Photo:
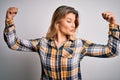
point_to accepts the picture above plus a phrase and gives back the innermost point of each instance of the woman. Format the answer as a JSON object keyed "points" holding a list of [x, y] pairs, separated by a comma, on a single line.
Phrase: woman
{"points": [[60, 51]]}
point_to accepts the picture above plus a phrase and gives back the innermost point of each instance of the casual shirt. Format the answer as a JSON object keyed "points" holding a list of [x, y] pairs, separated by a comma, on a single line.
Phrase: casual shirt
{"points": [[62, 63]]}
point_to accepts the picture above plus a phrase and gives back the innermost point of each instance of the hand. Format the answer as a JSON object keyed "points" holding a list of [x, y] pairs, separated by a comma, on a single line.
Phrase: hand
{"points": [[110, 17], [11, 12]]}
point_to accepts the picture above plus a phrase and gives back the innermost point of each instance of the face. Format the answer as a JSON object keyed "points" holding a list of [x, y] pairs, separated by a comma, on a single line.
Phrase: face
{"points": [[67, 25]]}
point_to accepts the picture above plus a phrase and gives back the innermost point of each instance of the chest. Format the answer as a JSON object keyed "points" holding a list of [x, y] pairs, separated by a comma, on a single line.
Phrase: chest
{"points": [[65, 56]]}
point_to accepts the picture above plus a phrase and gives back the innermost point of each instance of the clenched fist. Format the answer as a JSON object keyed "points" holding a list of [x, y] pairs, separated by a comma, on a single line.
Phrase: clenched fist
{"points": [[110, 17], [11, 12]]}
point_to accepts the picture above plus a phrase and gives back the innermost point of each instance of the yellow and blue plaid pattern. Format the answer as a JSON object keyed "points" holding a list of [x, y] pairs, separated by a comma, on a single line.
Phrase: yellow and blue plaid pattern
{"points": [[63, 63]]}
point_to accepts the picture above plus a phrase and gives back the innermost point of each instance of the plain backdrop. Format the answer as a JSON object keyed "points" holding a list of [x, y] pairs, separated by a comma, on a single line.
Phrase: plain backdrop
{"points": [[33, 20]]}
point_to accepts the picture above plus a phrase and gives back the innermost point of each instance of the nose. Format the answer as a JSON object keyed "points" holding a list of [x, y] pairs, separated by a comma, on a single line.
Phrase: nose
{"points": [[73, 25]]}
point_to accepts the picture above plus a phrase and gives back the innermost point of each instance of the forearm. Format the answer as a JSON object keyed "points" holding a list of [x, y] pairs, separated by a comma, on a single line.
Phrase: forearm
{"points": [[14, 42], [108, 50]]}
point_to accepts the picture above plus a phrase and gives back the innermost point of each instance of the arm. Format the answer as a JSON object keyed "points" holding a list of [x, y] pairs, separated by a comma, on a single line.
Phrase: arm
{"points": [[110, 49], [11, 38]]}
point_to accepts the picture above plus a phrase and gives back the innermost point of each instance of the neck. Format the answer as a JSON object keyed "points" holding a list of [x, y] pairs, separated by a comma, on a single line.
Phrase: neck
{"points": [[60, 39]]}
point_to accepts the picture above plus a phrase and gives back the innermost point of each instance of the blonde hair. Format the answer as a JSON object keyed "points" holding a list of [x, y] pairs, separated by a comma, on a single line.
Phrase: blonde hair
{"points": [[60, 13]]}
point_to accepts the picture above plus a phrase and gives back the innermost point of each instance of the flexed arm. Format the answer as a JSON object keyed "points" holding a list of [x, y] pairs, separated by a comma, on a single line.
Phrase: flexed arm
{"points": [[110, 49], [11, 38]]}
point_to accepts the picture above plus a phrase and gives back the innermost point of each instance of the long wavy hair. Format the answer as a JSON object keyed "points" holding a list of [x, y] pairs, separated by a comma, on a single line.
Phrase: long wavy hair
{"points": [[60, 13]]}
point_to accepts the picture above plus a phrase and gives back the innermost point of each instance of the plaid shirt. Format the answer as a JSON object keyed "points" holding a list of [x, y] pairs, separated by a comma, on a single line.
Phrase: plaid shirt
{"points": [[62, 63]]}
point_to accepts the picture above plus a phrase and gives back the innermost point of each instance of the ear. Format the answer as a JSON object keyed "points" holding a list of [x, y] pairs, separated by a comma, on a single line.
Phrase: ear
{"points": [[57, 26]]}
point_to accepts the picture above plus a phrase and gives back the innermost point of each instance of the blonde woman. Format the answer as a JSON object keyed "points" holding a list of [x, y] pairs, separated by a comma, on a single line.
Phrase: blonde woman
{"points": [[60, 51]]}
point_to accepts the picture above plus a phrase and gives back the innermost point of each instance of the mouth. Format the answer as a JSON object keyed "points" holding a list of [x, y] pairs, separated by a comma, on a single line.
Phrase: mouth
{"points": [[73, 30]]}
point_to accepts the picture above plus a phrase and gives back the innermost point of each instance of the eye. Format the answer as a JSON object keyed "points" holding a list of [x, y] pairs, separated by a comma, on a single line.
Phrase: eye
{"points": [[69, 21]]}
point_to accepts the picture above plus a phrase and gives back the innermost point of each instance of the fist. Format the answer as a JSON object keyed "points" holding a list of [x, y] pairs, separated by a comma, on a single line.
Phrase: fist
{"points": [[110, 17], [11, 12]]}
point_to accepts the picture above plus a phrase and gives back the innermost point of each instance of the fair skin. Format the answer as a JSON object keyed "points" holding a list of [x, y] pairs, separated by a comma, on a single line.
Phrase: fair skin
{"points": [[66, 26]]}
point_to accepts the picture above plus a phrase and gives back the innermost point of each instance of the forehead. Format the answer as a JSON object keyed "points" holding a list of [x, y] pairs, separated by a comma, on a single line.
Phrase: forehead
{"points": [[70, 16]]}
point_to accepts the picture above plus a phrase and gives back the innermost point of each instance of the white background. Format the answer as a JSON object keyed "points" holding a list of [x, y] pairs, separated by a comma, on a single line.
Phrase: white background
{"points": [[33, 20]]}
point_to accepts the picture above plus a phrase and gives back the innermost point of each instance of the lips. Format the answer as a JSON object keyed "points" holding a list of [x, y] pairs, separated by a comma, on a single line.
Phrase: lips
{"points": [[72, 30]]}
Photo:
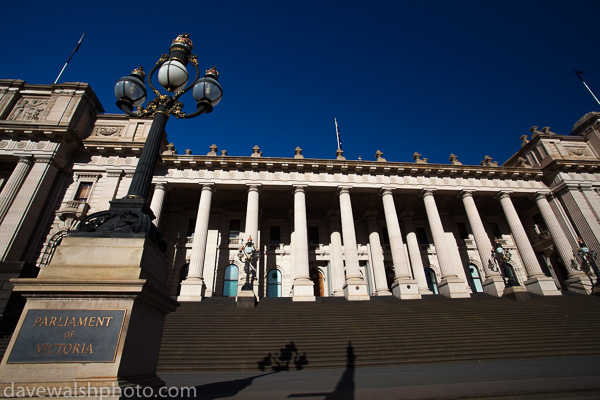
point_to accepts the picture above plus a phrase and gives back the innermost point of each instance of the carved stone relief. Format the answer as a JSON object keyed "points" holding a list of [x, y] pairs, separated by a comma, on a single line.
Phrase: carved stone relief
{"points": [[28, 109], [107, 131]]}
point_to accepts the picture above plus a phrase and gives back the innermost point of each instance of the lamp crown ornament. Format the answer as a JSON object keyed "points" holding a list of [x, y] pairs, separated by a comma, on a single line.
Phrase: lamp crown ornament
{"points": [[183, 41], [139, 71]]}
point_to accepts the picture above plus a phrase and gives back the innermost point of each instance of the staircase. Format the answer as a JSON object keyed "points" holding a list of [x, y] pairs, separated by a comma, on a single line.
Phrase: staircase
{"points": [[279, 334]]}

┄┄┄┄┄┄┄┄┄┄┄┄┄┄┄┄┄┄┄┄

▶ **Requirements**:
Reproduce all of the material above word for word, omitting the pictures.

▶ **Output**:
Photo:
point_to accepts the picture above plus a phrase and gives back the innermost point of each instance of the woman. Format the answer as a JSON object keyed "points" holding a list of [x, y] pairs, separated by a comma, on a single line.
Phrase: woman
{"points": [[60, 51]]}
point_to accepts the picture above plus a phrase and gives back the innermost point of each instance of the casual shirt. Format the answer as a JSON object keyed "points" holding a list of [x, y] pairs, separated by a comma, on a single line.
Phrase: casual shirt
{"points": [[62, 63]]}
point_to accepts the picture above plus a phrase and gives back the innermost point of each instance of the hand. Format the answer as a JSON object keyed "points" holding a list of [x, y] pairs, separated by a comma, on a single line.
Phrase: hand
{"points": [[110, 17], [11, 12]]}
point_to accepts the picture above plus a phrase and gives back the innermost point of each instance of the face. Format the answer as a JSON object keyed "points" holding a list of [x, y] pairs, separated by a comma, on a single line.
Phrase: face
{"points": [[67, 25]]}
point_to accepts the picture above plus a phrase and gives back the innermost point of each instance of the chest. Format the answer as a JSON object keyed "points" holding a list of [x, y] pairs, separated by a comma, on a single line.
Phrase: chest
{"points": [[65, 56]]}
point_to accepts the picture above plus a phrase and gives back the innermost point of each instance of the clenched fist. Format the answer as a JSON object keyed "points" holding a list of [x, y] pairs, separated by a comma, on a single line.
Phrase: clenched fist
{"points": [[110, 17], [11, 12]]}
point_to accepts the picture above plus a phrase and gives back the innermost point of each instance of the yellow and blue plaid pattern. Format the answer as a JSON object keyed "points" holding a list of [x, y] pairs, separated by a comma, on a single line.
Phrase: yellow and blue plaid pattern
{"points": [[63, 63]]}
point_to accepts the picture above plus a phrase and gives back the innermost point of each instance of the plain backdrop. Format the answer as a JSON object keyed "points" holding a list of [x, y] pairs, separated by a comma, on a single line.
Phrase: plain backdrop
{"points": [[33, 20]]}
point_to accepts the picture above plus a phrase and gives back the innermost point of each instance of the nose. Format the answer as a JSON object keyed "points" holding a list of [x, y] pairs, separated by a comma, on a single line.
Phrase: nose
{"points": [[73, 25]]}
point_to accepts the picture above plus a phrase and gives back the innermost point of each instance of the forearm. Format the answer as a JSON object keyed "points" holding a list of [x, y] pairs, separated by a comma, on a single line.
Phrase: forearm
{"points": [[14, 42], [108, 50]]}
point_to accepts the picture above plus a phrase and gives back the innermost point of each instance of the arm. Format the answer as a JSON object keyed "points" holding a list of [x, y] pairs, separated by a comma, on a single line.
Phrase: arm
{"points": [[110, 49], [11, 38]]}
point_to accepts the picture above plus a phrase and gives back the innermost point of each instance of the neck. Format the answer as a JSON object keyed "points" holding a list of [x, y] pairs, separated by a comma, on a single line.
Phrase: neck
{"points": [[60, 39]]}
point_to accepts the picture above plus a phrase and gives back the innermost point of each instance of the blonde hair. Format the answer as a JSON object keyed "points" holding a list of [x, y] pairs, separated by a comma, on a single line.
Phrase: blonde hair
{"points": [[60, 13]]}
point_to accepts the picture above plus a phrase and gives back the innermost point of each instance of the flexed arm. Format the answer as a JSON object keyed "points" holding a list of [x, y] pairs, separated by a comma, on a single line.
Phrase: flexed arm
{"points": [[110, 49], [11, 38]]}
point_to accepts the picture above plus a phrase and gives back the innermost point of each instance of the long wavy hair. Format the answer as a JSON object keyed "points" holding a list of [x, y] pairs, separated by a comma, on a single line.
Phrase: long wavy hair
{"points": [[60, 13]]}
point_to accepts the picture above plus a phrase and gives back the innermost point of each instance of the plaid shirt. Format the answer as a JSON object keyed "points" holding a list of [x, y] pairs, separated by a comma, on a single line.
Phrase: plaid shirt
{"points": [[62, 63]]}
point_to accepts the picture above plus a phrase and gives back the innermost point of each instance of the ear. Format the answer as a JSON object keyed "points" holding a list of [x, y] pairs, separated by a comma, on a single line.
Phrase: ear
{"points": [[57, 26]]}
point_to accepts the picture above plus a phrase and gives back the innermost point of each instance of the blonde woman. Format the answer as a JSON object keyed "points" holding a list of [x, y] pairs, separated by a comma, on a single line.
Phrase: blonde woman
{"points": [[60, 51]]}
point_to accepts the picture above plus a phrase and gives back the innermost point of each instance of the mouth. Format the answer as a JSON object keyed "points" holding a list of [x, y] pairs, separated by a comma, on a single line.
Phrase: mouth
{"points": [[73, 30]]}
point_to accepts the picture above plus a phrase and gives back the innermost point of each instance of the eye. Format the answer as a JSON object keyed "points" holding a list of [x, y] pairs, separated by a comma, on a single line.
Phrase: eye
{"points": [[69, 21]]}
point_to accepts the picture above plus a phrase and gives back the innermost point of each instance of the fist. Format the answer as a JSON object keyed "points" holding a list of [x, y] pairs, separated by a comma, on a single line.
Phrase: fist
{"points": [[110, 17], [11, 12]]}
point_to accepts the picture above plus a phrase and gives back the innermost point of each instance of the fair skin. Format the answer as a JSON object keyed "points" holding a list of [x, y] pairs, separated by a comma, on a single line.
Phrase: fair skin
{"points": [[66, 26]]}
point_to accepts the picture above plus a phrase and gives back the innermost point of each instance of the forehead. Format the answer as a JSON object keyed "points" holding a list of [x, y] pairs, separated by a comma, on a single line.
Phrase: forehead
{"points": [[70, 16]]}
point_to accepts the picture above plus a phrase and gives back the innermost point of each instance of the white background. Format the answer as a JSON object keyed "points" holding a list of [x, y] pairs, separated by a comma, on a single line.
Phrase: white background
{"points": [[33, 20]]}
point_to accepts the picture above plus a phrase and gives back the innermost point of each instance of the lips. Format the answer as a JSON object keyed "points" holding a list of [x, y] pairs, separated by a comma, on a single line.
Phrase: lips
{"points": [[72, 30]]}
Photo:
point_to accepts the picture above plus a phrase and gives back the innermost point of each instance of the carved stone relief. Format the answer as a JSON object keyed "points" holding a list of [x, y] pairs, separated by a comma, on a single line.
Phrase: carved stone relief
{"points": [[28, 109], [107, 131]]}
point_to accepts the picture above plus a phrase and gives back the innermost point of each instance of the lamp crown ornament. Format the answer as a JSON object keyed "points" holding a list of [x, y] pairs, separated by a comma, on a single line.
Phrase: lamp crown ornament
{"points": [[183, 41], [139, 71]]}
point_to accepts the picture above plus a phrase and gives back the innermost point of each instance of the staircase. Format the answer as a JSON object keyed "points" holding a list of [x, y] pairs, separated by a comma, on a single line.
Phrase: staircase
{"points": [[279, 334]]}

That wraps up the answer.